Selection:
===============

This is the relevant portion of s. 6:

Claims added to a proceeding

6(1) Notwithstanding the expiration of the relevant limitation

period, when a claim is added to a proceeding previously

commenced, either through a new pleading or an amendment to

pleadings, the defendant is not entitled to immunity from liability

in respect of the added claim if the requirements of subsection (2),

(3) or (4) are satisfied.

[…]

(4) When the added claim adds or substitutes a defendant, or

changes the capacity in which a defendant is sued,

[…]

(b) the defendant must have received, within the limitation

period applicable to the added claim plus the time provided

by law for the service of process, sufficient knowledge of

the added claim that the defendant will not be prejudiced in

maintaining a defence to it on the merits.

The Court determined that “the time provided by law for the service of process” means the time period provided for in the rules to serve a statement of claim once issued.  Under Alberta’s Rule 26, this is one year.  This is a marked increase from other case law which had only added 20 days, the time period provided to serve a counterclaim.

Background and Chambers Decision

Ms. Acielo lived in a condo unit.  In 2009, her landlord brought an action against her in Provincial Court for unpaid rent.  Ms. Acielo’s defence and counterclaim pleaded that she had stopped paying rent because there was mold in her condo that had given her a lung condition.

In 2010, Mc. Acielo learned that her lung condition was likely permanent.  Her physician told her that she had to move out.  She provided her notice to move out.  She applied to the Provincial Court to transfer the matter to the Court of Queen’s Bench, and to add the Condo Corporation as a defendant to her counterclaim.  The Provincial Court allowed the transfer and amendment, and the Condo Corporation applied for a summary dismissal of the claim against it on the basis that it was out of time.  The chambers judge held that the limitation period for the addition of the counterclaim was the two-year general limitation period plus 20 days, the period of time for service of a counterclaim.  The chambers judge dismissed the claim against the Condo Corporation as out of time. Ms. Acielo appealed the decision.

The Appeal

The Alberta Court of Appeal discussed the discord in the case law regarding the length of time afforded under s. 6(4).  The problem principally arises from the uses of the words “process” and “pleading” in the Limitations Act.

===============

Set exercise a:
Return, without any changes, the entries from the line containing "Return one point per instance of the shirt" through the last line of the entries, with both ends included.
The text and the entries come from unrelated sources.

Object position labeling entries
===============

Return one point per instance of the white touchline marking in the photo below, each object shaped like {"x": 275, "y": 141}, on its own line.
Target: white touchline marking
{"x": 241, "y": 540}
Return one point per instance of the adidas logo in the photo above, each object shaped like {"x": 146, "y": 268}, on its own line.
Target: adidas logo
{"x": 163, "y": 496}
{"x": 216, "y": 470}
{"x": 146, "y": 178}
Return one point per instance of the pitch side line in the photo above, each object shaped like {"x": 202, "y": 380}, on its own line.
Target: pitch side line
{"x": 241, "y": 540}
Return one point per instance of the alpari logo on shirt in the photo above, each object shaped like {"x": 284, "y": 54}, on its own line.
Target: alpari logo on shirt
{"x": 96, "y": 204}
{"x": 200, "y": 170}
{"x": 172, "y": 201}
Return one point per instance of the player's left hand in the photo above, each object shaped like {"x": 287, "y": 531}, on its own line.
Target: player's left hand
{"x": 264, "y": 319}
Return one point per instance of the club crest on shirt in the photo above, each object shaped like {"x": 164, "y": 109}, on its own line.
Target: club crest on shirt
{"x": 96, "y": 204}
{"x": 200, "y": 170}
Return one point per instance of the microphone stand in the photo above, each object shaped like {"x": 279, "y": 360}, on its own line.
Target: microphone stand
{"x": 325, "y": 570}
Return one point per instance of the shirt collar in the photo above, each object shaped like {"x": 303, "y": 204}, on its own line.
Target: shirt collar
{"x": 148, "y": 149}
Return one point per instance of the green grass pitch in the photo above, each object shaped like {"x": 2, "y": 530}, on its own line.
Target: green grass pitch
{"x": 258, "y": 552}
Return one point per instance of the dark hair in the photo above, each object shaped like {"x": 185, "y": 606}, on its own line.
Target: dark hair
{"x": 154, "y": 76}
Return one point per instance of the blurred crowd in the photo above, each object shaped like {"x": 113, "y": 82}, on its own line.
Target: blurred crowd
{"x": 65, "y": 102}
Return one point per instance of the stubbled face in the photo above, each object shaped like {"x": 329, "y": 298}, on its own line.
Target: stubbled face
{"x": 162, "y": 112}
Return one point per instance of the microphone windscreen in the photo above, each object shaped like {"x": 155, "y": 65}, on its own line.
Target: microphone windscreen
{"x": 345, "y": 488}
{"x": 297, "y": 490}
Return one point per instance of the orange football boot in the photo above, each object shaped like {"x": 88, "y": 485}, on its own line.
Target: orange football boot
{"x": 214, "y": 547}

===============

Set exercise b:
Write the next part of the commentary on the Alberta limitations ruling, picking up after its final sentence.

Task output a:
Return one point per instance of the shirt collar in the photo above, each object shaped like {"x": 303, "y": 204}, on its own line.
Target: shirt collar
{"x": 148, "y": 149}
Return one point per instance of the green grass pitch in the photo above, each object shaped like {"x": 2, "y": 530}, on its own line.
Target: green grass pitch
{"x": 258, "y": 552}
Return one point per instance of the dark hair in the photo above, each object shaped like {"x": 185, "y": 606}, on its own line.
Target: dark hair
{"x": 154, "y": 76}
Return one point per instance of the blurred crowd in the photo above, each object shaped like {"x": 113, "y": 82}, on its own line.
Target: blurred crowd
{"x": 65, "y": 102}
Return one point per instance of the stubbled face in the photo above, each object shaped like {"x": 329, "y": 298}, on its own line.
Target: stubbled face
{"x": 162, "y": 112}
Return one point per instance of the microphone windscreen in the photo above, each object shaped like {"x": 155, "y": 65}, on its own line.
Target: microphone windscreen
{"x": 345, "y": 488}
{"x": 297, "y": 490}
Return one point per instance of the orange football boot in the photo above, each object shaped like {"x": 88, "y": 485}, on its own line.
Target: orange football boot
{"x": 214, "y": 547}

Task output b:
The Court concluded that the rule permitted two possible interpretations.  The chambers judge had adopted the “narrow” interpretation: adding the amount of time required to serve the counterclaim.  The “broad” interpretation, however, would add the length of time required to serve an originating process: one year.  The Court held that a broad reading of the language was correct and more in line with public policy considerations.

The full year of additional time meant the claim against the Condo Corporation was timely.  The Court allowed the appeal.

 

Ontario: Highways are still subject to limitation periods

The Court of Appeal allowed the 407’s appeal of Justice Edward’s decision in 407 ETR Concession Company Limited v. Day.  Apart from settling the great question of how the passage of time limits 407’s claims for unpaid tolls, Justice Laskin’s decision suggests a maturity in s. 5(1)(a)(iv) jurisprudence.

 The circumstances of the claim are rather bewildering.  The defendant Day, a person of some means, refused to pay the approximately $13,000 plus interest he owed 407 for unpaid tolls.  407 sued him.  Day pleaded a limitations defence, and  407 brought a r. 21 motion to resolve questions of limitations law.  Justice Edwards determined when 407 discovered its claims against Day and rejected the validity of an agreement between Day and 407 extending the limitation period.  407 appealed.

Facts

Some facts are necessary to understand the limitations issue.

407 can collect its unpaid tolls by civil action in the courts or by license plate denial.  The statutory authorization for these two methods is set out in the Highway 407 Act, 1998.

When a person drives a vehicle on the 407, s. 13(1) of the 407 Act provides that the person in whose name the vehicle’s license plate is registered is liable to pay the tolls and related charges.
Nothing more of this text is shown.